━━ Given records

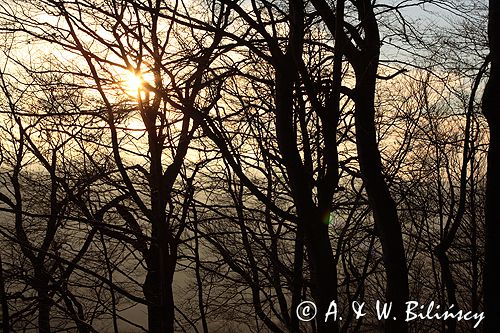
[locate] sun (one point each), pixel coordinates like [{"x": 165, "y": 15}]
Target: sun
[{"x": 133, "y": 83}]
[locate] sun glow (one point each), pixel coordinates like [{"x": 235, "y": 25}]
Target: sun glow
[{"x": 133, "y": 83}]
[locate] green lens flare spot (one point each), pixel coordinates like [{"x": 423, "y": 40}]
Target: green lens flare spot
[{"x": 328, "y": 218}]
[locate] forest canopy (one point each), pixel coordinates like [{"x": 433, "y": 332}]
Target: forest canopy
[{"x": 209, "y": 165}]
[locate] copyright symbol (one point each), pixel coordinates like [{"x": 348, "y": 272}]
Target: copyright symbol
[{"x": 306, "y": 311}]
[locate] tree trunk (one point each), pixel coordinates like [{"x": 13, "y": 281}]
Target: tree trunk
[
  {"x": 4, "y": 303},
  {"x": 383, "y": 206},
  {"x": 321, "y": 259},
  {"x": 492, "y": 220},
  {"x": 158, "y": 290},
  {"x": 44, "y": 305}
]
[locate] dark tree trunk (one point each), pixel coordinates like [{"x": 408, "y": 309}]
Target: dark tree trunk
[
  {"x": 159, "y": 294},
  {"x": 4, "y": 303},
  {"x": 491, "y": 111},
  {"x": 321, "y": 259},
  {"x": 383, "y": 206},
  {"x": 44, "y": 305}
]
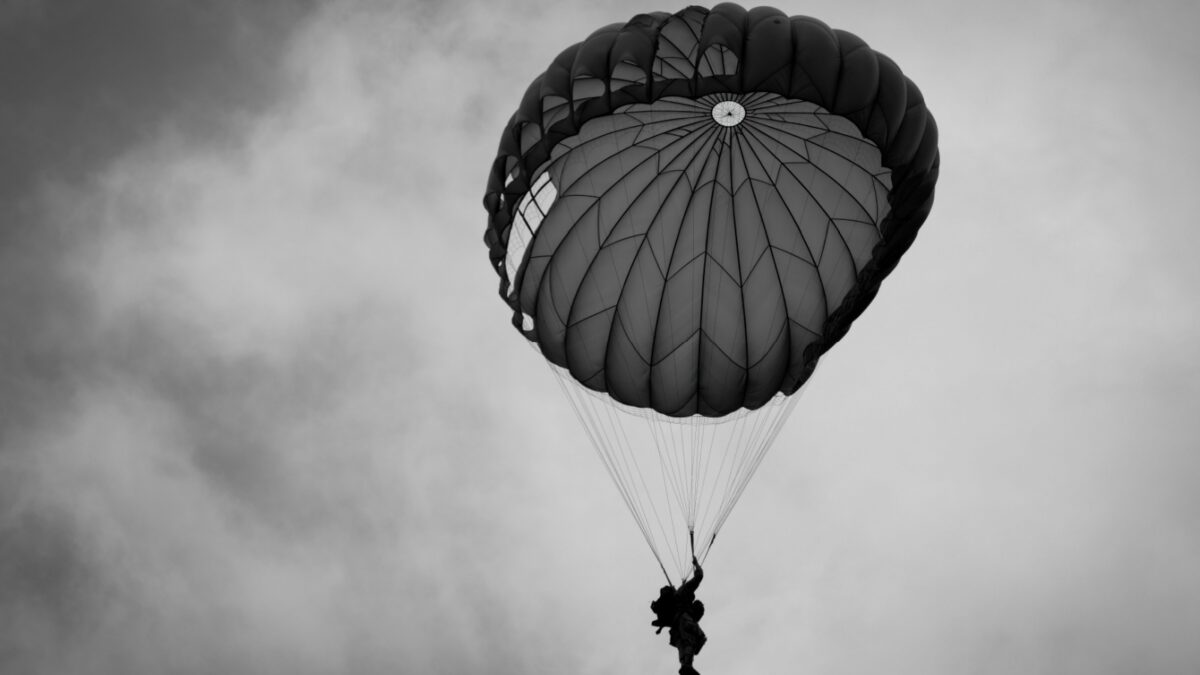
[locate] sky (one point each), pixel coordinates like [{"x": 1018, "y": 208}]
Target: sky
[{"x": 262, "y": 410}]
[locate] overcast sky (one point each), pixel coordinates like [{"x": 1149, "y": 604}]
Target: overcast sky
[{"x": 263, "y": 412}]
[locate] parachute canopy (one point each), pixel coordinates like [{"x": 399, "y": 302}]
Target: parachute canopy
[{"x": 687, "y": 210}]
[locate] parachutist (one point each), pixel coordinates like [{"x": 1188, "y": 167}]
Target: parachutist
[{"x": 681, "y": 611}]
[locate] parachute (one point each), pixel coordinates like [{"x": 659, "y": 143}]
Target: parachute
[{"x": 685, "y": 213}]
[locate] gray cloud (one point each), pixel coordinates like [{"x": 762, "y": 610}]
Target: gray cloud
[{"x": 263, "y": 411}]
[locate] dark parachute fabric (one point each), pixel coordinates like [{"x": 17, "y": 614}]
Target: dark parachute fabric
[{"x": 688, "y": 210}]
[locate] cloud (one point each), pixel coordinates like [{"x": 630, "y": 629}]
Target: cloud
[{"x": 263, "y": 412}]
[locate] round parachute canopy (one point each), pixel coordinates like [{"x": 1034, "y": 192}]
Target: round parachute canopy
[{"x": 688, "y": 210}]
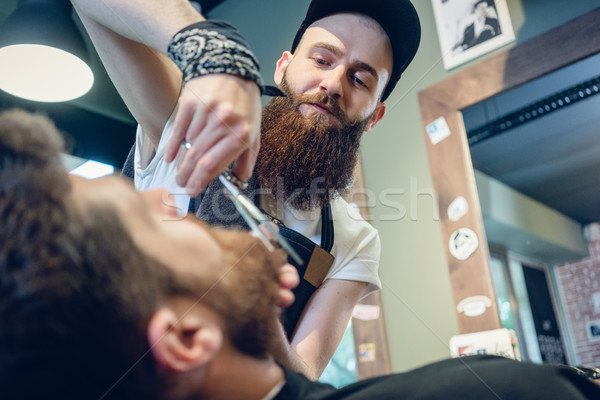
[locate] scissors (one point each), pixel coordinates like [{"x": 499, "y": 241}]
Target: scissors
[{"x": 251, "y": 214}]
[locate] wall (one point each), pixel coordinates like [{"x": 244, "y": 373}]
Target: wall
[
  {"x": 416, "y": 294},
  {"x": 579, "y": 283}
]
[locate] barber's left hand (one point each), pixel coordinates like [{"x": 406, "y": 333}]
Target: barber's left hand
[{"x": 219, "y": 115}]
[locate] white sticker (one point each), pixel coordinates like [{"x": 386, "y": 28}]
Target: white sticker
[
  {"x": 438, "y": 130},
  {"x": 474, "y": 306},
  {"x": 365, "y": 312},
  {"x": 463, "y": 242},
  {"x": 458, "y": 208}
]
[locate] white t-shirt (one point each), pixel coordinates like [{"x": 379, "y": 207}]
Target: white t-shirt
[
  {"x": 356, "y": 245},
  {"x": 159, "y": 174}
]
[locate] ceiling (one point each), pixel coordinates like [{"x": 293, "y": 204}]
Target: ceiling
[
  {"x": 552, "y": 156},
  {"x": 553, "y": 159},
  {"x": 97, "y": 126}
]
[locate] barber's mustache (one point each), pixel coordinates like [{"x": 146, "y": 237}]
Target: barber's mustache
[{"x": 323, "y": 99}]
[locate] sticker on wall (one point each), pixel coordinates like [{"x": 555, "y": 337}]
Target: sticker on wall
[
  {"x": 474, "y": 306},
  {"x": 438, "y": 130},
  {"x": 463, "y": 242},
  {"x": 365, "y": 312},
  {"x": 458, "y": 208},
  {"x": 366, "y": 352}
]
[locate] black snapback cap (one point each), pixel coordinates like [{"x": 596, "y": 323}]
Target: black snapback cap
[{"x": 398, "y": 18}]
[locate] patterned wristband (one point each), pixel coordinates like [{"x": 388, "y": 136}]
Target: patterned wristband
[{"x": 213, "y": 47}]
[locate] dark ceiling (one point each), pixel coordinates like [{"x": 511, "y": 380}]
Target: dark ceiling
[
  {"x": 543, "y": 139},
  {"x": 97, "y": 125}
]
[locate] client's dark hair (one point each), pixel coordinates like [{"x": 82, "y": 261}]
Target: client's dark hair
[{"x": 75, "y": 293}]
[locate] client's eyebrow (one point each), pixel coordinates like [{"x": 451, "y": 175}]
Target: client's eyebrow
[{"x": 336, "y": 51}]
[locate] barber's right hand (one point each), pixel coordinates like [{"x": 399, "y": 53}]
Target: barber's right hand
[{"x": 219, "y": 115}]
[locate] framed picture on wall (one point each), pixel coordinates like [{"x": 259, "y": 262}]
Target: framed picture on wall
[{"x": 468, "y": 29}]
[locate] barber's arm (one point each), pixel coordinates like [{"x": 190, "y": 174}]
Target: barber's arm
[
  {"x": 320, "y": 328},
  {"x": 219, "y": 114}
]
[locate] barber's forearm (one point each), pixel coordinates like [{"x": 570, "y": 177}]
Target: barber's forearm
[
  {"x": 287, "y": 356},
  {"x": 152, "y": 22}
]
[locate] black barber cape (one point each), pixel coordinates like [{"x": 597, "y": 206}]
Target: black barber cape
[{"x": 466, "y": 378}]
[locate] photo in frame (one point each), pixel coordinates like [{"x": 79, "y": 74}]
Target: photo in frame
[{"x": 468, "y": 29}]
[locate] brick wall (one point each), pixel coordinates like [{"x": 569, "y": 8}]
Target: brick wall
[{"x": 580, "y": 285}]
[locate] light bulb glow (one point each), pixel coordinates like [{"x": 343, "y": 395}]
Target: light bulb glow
[
  {"x": 43, "y": 73},
  {"x": 93, "y": 169}
]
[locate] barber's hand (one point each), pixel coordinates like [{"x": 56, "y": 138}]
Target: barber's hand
[
  {"x": 219, "y": 115},
  {"x": 288, "y": 280}
]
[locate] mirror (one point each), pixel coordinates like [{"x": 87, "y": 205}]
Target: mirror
[{"x": 447, "y": 104}]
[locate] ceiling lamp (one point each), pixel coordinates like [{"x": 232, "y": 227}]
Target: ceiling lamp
[{"x": 42, "y": 53}]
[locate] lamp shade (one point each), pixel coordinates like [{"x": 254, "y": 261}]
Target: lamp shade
[{"x": 42, "y": 54}]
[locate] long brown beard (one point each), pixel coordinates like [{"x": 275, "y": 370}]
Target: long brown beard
[{"x": 305, "y": 161}]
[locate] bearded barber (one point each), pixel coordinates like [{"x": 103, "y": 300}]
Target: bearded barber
[{"x": 344, "y": 61}]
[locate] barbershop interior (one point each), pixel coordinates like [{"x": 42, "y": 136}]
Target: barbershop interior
[{"x": 482, "y": 179}]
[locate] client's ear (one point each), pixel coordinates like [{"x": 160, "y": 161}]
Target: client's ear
[{"x": 183, "y": 342}]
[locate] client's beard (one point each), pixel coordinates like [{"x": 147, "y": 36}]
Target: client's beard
[{"x": 305, "y": 160}]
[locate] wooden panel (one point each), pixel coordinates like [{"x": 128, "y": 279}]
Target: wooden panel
[{"x": 450, "y": 161}]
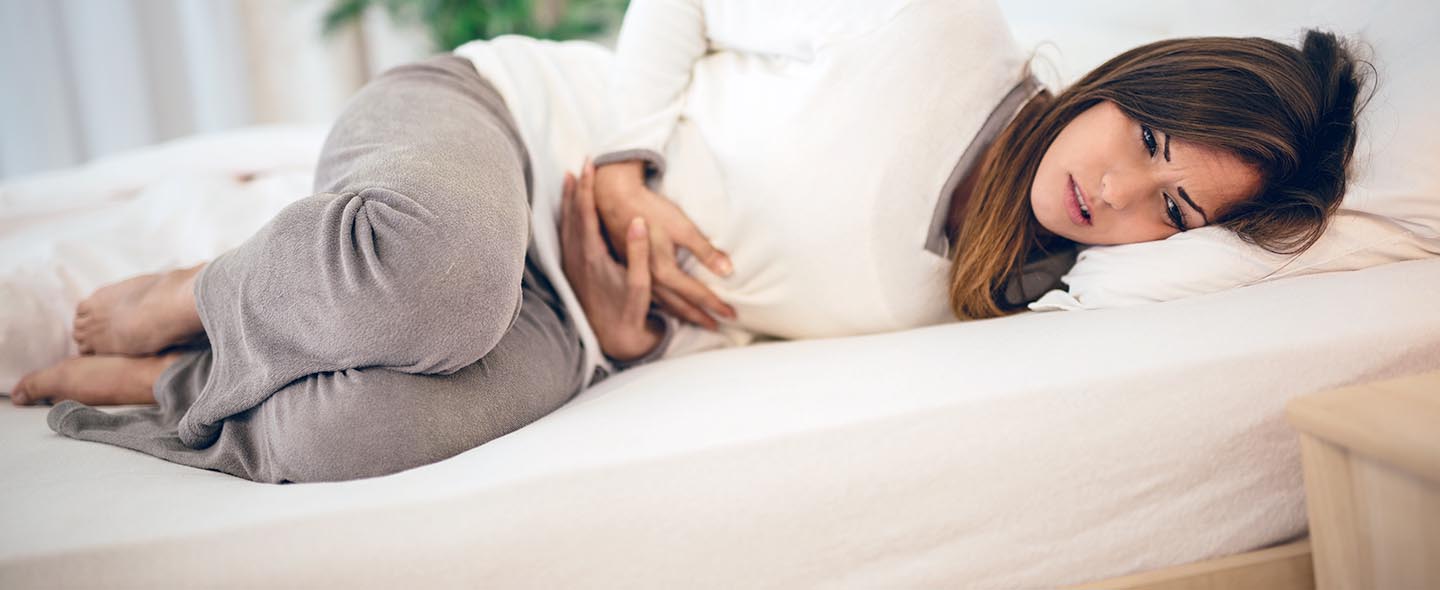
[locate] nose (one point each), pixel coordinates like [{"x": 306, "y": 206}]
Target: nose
[{"x": 1123, "y": 189}]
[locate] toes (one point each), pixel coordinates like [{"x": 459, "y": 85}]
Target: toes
[{"x": 19, "y": 393}]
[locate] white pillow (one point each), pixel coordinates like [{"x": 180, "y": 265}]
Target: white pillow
[
  {"x": 1211, "y": 259},
  {"x": 1393, "y": 207}
]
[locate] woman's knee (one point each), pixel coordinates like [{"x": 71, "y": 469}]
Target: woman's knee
[
  {"x": 370, "y": 422},
  {"x": 432, "y": 284}
]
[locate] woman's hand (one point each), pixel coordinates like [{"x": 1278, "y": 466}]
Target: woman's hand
[
  {"x": 614, "y": 297},
  {"x": 621, "y": 196}
]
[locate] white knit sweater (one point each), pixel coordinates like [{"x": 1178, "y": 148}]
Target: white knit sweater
[{"x": 811, "y": 140}]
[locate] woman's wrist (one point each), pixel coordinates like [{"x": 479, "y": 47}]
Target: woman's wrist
[
  {"x": 619, "y": 176},
  {"x": 638, "y": 344}
]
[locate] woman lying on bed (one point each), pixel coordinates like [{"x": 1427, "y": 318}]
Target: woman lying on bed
[{"x": 879, "y": 169}]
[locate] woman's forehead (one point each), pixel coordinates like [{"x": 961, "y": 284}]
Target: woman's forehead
[{"x": 1211, "y": 176}]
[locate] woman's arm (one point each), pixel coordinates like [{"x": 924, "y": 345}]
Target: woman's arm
[
  {"x": 657, "y": 51},
  {"x": 615, "y": 298}
]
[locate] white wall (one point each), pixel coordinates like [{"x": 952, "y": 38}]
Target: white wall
[{"x": 85, "y": 78}]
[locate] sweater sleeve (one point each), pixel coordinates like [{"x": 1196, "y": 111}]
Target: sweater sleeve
[{"x": 661, "y": 41}]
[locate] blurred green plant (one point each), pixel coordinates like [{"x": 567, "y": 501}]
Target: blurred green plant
[{"x": 451, "y": 23}]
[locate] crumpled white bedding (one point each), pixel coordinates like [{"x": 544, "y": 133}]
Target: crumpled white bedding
[{"x": 1020, "y": 452}]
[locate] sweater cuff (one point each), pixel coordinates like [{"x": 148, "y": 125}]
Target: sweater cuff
[
  {"x": 666, "y": 336},
  {"x": 654, "y": 163}
]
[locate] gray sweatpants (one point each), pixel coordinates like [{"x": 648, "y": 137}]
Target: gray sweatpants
[{"x": 392, "y": 320}]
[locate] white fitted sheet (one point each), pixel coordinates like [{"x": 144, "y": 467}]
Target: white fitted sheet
[{"x": 1030, "y": 451}]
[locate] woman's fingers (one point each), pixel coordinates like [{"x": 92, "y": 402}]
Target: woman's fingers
[
  {"x": 637, "y": 274},
  {"x": 699, "y": 245},
  {"x": 667, "y": 274},
  {"x": 678, "y": 307},
  {"x": 568, "y": 215},
  {"x": 585, "y": 212}
]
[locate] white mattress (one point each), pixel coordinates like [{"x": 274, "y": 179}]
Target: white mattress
[{"x": 1030, "y": 451}]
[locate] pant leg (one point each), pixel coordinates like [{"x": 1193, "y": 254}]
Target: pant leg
[
  {"x": 359, "y": 422},
  {"x": 409, "y": 258}
]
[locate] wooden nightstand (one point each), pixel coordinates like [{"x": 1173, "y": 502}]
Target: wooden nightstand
[{"x": 1371, "y": 458}]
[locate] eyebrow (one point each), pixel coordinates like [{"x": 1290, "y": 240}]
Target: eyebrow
[
  {"x": 1182, "y": 194},
  {"x": 1181, "y": 190}
]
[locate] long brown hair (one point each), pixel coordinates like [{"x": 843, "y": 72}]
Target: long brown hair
[{"x": 1290, "y": 112}]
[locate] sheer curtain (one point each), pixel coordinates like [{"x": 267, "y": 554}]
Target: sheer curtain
[{"x": 85, "y": 78}]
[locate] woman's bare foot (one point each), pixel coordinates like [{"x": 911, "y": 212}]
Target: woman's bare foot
[
  {"x": 94, "y": 380},
  {"x": 140, "y": 315}
]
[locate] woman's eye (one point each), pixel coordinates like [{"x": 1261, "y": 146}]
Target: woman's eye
[
  {"x": 1177, "y": 219},
  {"x": 1148, "y": 138}
]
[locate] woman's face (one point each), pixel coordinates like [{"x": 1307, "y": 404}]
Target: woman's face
[{"x": 1138, "y": 183}]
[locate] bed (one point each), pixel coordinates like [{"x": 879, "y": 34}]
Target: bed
[{"x": 1036, "y": 451}]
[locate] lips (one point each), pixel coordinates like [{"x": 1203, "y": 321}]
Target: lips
[{"x": 1074, "y": 207}]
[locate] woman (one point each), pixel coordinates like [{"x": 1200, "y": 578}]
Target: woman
[{"x": 415, "y": 308}]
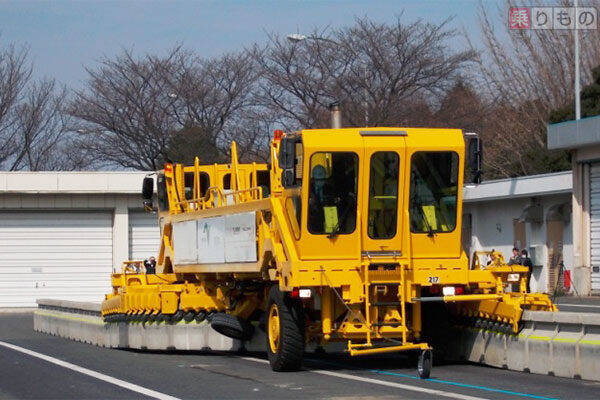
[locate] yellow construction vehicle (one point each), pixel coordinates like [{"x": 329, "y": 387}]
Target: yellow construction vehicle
[{"x": 346, "y": 235}]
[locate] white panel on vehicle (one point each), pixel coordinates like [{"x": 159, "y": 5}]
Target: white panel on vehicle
[
  {"x": 211, "y": 246},
  {"x": 144, "y": 235},
  {"x": 240, "y": 237},
  {"x": 185, "y": 242}
]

━━━━

**The request:** Write down exactly the lines running from the line with "[locate] woman's face" through the end of the material, both ends included, and none of the pictures.

**Finished answer:**
[locate] woman's face (one point each), pixel coordinates like [{"x": 1307, "y": 404}]
Target: woman's face
[{"x": 1138, "y": 183}]
[locate] bed (one point each), pixel coordinates like [{"x": 879, "y": 34}]
Target: bed
[{"x": 1036, "y": 451}]
[locate] lips (one point each), pixel coordinates like [{"x": 1203, "y": 321}]
Target: lips
[{"x": 1074, "y": 207}]
[locate] woman (one point each), pixel coordinates like [{"x": 1200, "y": 578}]
Target: woman
[{"x": 415, "y": 308}]
[locate] yellow construction vehicle (one point each), pixel coordinates like [{"x": 329, "y": 387}]
Target: yellow construction vehicle
[{"x": 346, "y": 235}]
[locate] white panel on vehicle (one point each), pixel coordinates like [{"x": 159, "y": 5}]
Target: white panel on vehicle
[
  {"x": 211, "y": 246},
  {"x": 144, "y": 235},
  {"x": 240, "y": 237},
  {"x": 185, "y": 242}
]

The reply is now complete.